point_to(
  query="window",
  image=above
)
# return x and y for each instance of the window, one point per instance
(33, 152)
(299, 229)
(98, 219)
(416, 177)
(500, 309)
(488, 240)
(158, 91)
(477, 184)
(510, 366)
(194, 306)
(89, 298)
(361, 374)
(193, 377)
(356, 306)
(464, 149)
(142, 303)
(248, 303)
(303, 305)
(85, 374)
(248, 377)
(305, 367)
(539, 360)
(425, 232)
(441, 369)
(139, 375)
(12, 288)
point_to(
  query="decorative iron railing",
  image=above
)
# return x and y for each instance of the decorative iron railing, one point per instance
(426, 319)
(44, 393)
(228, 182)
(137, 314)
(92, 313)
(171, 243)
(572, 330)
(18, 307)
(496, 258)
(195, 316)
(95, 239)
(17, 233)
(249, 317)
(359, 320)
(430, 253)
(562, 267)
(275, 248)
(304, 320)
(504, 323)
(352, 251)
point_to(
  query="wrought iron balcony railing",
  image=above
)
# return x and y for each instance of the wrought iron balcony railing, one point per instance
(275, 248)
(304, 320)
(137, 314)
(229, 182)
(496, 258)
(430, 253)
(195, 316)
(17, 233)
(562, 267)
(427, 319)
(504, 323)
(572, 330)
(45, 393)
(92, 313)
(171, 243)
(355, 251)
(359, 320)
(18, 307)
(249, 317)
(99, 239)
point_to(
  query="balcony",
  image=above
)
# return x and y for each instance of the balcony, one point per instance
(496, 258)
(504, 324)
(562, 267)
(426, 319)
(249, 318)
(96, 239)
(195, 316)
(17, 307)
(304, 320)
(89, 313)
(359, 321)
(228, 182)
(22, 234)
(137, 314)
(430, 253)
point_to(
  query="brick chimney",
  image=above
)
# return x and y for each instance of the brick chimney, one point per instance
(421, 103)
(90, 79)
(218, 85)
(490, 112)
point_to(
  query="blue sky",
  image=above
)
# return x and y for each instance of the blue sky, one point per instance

EXERCISE TASK
Return every line of the material above that contains the word "window".

RESPONSE BELOW
  query="window",
# return x and y for each instance of the window, one point per instance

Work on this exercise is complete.